■ READING PASSAGE
<<<<
I love my fish and my cat, but people come first and foremost. I see situations every week that involve vulnerable people who's lives have been twisted upside down, and I'm never used to it. But if there is a way to help them, even little things, I do it knowing that the outcome will change their lives, and this goes for people and animals. If it was a drowning spider in a rainpipe, or a bird caught in fishing wire, or a squirrel with a broken leg, I would help them as much as I could. If there was a chance for them to live, I would give it to them.


----------



## CyerRyn (Apr 8, 2011)

I'm no good with choices so how bout I force the other person to save the animal and sacrifice myself?


----------



## iheartmybettas (Jan 31, 2011)

First, I think this is a strange post...



Ethan said:


> very true so am I lets not let religion ruin this post though ;-)


Religion shapes the way people think so that is naturally going to play into a question like this so it by no means can "ruin" this post. Unless someone changes it into a religion debate which wasn't the purpose.

Save a plant? I don't understand why that is even an option. Like if something happened at work I can't see myself stopping to think "Well I really like that fern. Should I save it or my coworker?" Plants are definitely a non-issue. I would leave it even if it was the only thing I might need to save. I would not even consider a plant when in a dangerous situation.
>>>>
■ WHAT IS NEEDED
Duplicate the forum thread above word for word, from start to finish.

■ MATERIAL SUPPLIED
<<<<
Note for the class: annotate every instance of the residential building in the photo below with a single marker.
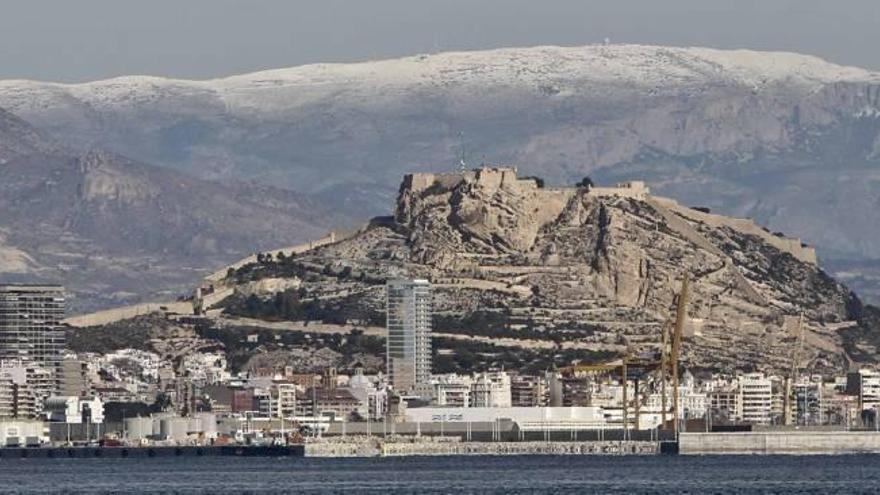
(867, 385)
(491, 389)
(30, 325)
(452, 390)
(756, 391)
(408, 345)
(23, 387)
(529, 391)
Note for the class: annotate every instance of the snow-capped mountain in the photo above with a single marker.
(789, 139)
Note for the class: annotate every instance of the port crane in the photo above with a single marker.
(790, 378)
(639, 368)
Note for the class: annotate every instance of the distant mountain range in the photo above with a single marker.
(115, 231)
(790, 140)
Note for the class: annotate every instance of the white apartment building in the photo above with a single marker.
(491, 389)
(756, 392)
(408, 345)
(869, 389)
(452, 390)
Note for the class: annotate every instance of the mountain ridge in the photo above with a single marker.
(789, 140)
(581, 269)
(114, 230)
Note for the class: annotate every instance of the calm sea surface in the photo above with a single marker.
(458, 475)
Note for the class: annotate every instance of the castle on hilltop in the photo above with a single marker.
(554, 198)
(494, 177)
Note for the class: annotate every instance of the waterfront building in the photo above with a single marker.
(337, 403)
(371, 393)
(491, 389)
(868, 388)
(30, 325)
(408, 344)
(23, 387)
(809, 406)
(526, 418)
(756, 392)
(74, 410)
(73, 378)
(528, 391)
(452, 390)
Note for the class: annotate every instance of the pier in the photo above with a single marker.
(147, 452)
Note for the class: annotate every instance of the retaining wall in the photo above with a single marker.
(796, 443)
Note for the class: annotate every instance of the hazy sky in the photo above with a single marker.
(76, 40)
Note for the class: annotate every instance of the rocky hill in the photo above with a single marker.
(787, 139)
(116, 231)
(563, 274)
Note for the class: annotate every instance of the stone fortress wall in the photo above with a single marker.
(494, 177)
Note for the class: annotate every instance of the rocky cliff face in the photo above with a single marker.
(787, 139)
(594, 269)
(116, 231)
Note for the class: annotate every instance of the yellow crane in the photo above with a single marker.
(790, 378)
(668, 365)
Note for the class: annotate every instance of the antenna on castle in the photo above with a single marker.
(462, 159)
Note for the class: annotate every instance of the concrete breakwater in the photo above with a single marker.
(780, 442)
(366, 447)
(158, 451)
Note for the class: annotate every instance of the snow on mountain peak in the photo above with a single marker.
(594, 66)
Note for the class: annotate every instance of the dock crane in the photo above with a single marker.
(790, 378)
(637, 368)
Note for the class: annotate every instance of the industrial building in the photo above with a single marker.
(526, 418)
(408, 345)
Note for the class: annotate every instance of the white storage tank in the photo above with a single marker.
(206, 423)
(173, 428)
(138, 428)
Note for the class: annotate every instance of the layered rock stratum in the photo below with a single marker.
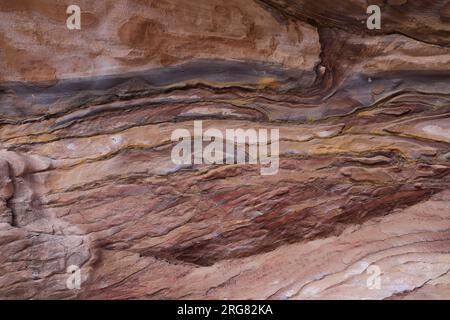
(86, 176)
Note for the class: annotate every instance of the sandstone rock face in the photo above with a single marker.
(87, 179)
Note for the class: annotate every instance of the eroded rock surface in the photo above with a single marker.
(86, 176)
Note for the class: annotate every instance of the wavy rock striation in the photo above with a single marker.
(86, 176)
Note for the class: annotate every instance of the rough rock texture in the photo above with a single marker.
(86, 176)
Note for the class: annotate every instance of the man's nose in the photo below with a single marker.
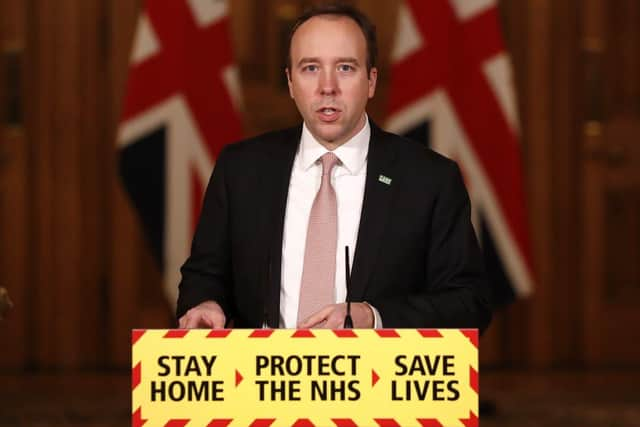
(328, 83)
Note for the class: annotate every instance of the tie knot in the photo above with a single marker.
(329, 160)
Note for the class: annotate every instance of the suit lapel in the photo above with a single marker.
(376, 205)
(275, 189)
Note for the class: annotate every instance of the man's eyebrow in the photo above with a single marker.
(308, 60)
(347, 59)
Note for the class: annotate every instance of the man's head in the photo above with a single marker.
(331, 71)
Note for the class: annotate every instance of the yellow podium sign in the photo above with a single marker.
(303, 378)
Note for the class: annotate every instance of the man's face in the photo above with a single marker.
(328, 77)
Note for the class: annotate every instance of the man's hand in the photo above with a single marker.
(332, 317)
(204, 315)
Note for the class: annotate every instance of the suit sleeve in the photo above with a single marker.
(206, 275)
(455, 292)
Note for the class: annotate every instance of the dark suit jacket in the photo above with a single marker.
(417, 259)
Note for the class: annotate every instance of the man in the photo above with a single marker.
(281, 207)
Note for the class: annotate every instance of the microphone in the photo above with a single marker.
(267, 287)
(348, 322)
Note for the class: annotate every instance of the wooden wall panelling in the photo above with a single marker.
(41, 77)
(611, 182)
(66, 210)
(538, 145)
(135, 295)
(14, 201)
(566, 287)
(93, 171)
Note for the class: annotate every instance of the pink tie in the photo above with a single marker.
(319, 269)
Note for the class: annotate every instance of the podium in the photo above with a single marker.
(320, 377)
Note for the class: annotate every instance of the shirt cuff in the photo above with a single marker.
(377, 320)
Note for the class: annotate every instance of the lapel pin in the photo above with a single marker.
(384, 179)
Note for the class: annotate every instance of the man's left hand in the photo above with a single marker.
(332, 317)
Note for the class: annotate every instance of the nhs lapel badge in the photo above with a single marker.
(384, 179)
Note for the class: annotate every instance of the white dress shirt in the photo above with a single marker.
(348, 180)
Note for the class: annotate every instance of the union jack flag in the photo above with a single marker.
(181, 107)
(451, 87)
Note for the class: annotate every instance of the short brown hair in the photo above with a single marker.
(341, 9)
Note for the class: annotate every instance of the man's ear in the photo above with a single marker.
(373, 79)
(288, 74)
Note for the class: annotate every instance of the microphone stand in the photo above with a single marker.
(348, 322)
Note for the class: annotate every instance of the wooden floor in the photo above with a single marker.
(549, 399)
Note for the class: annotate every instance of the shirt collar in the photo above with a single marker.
(352, 154)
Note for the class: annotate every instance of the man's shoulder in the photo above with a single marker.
(263, 143)
(411, 153)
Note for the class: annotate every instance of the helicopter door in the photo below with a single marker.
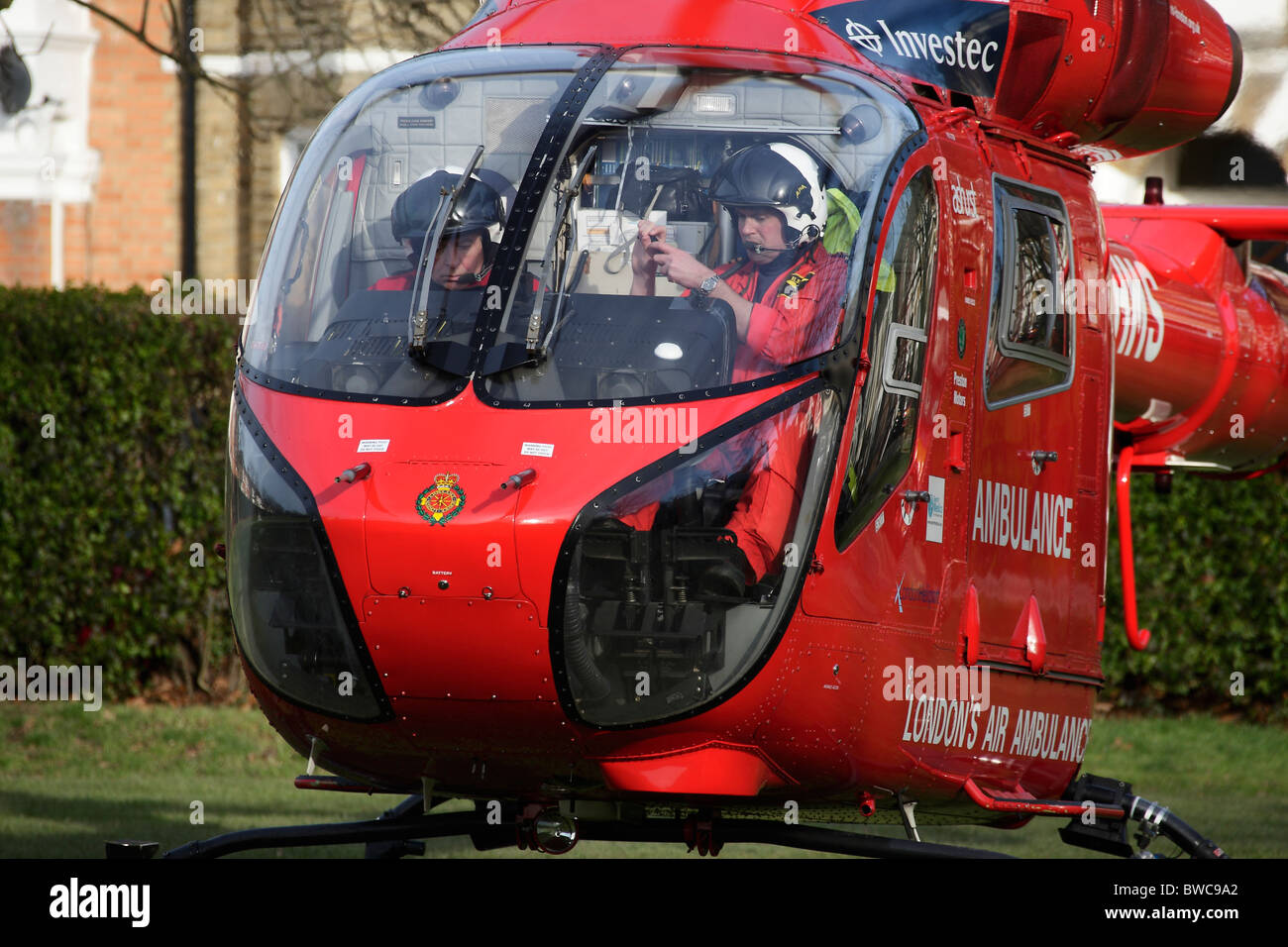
(885, 561)
(1024, 487)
>>>>
■ REPLY
I love my fish and my cat, but people come first and foremost. I see situations every week that involve vulnerable people who's lives have been twisted upside down, and I'm never used to it. But if there is a way to help them, even little things, I do it knowing that the outcome will change their lives, and this goes for people and animals. If it was a drowning spider in a rainpipe, or a bird caught in fishing wire, or a squirrel with a broken leg, I would help them as much as I could. If there was a chance for them to live, I would give it to them.


----------



## CyerRyn (Apr 8, 2011)

I'm no good with choices so how bout I force the other person to save the animal and sacrifice myself?


----------



## iheartmybettas (Jan 31, 2011)

First, I think this is a strange post...



Ethan said:


> very true so am I lets not let religion ruin this post though ;-)


Religion shapes the way people think so that is naturally going to play into a question like this so it by no means can "ruin" this post. Unless someone changes it into a religion debate which wasn't the purpose.

Save a plant? I don't understand why that is even an option. Like if something happened at work I can't see myself stopping to think "Well I really like that fern. Should I save it or my coworker?" Plants are definitely a non-issue. I would leave it even if it was the only thing I might need to save. I would not even consider a plant when in a dangerous situation.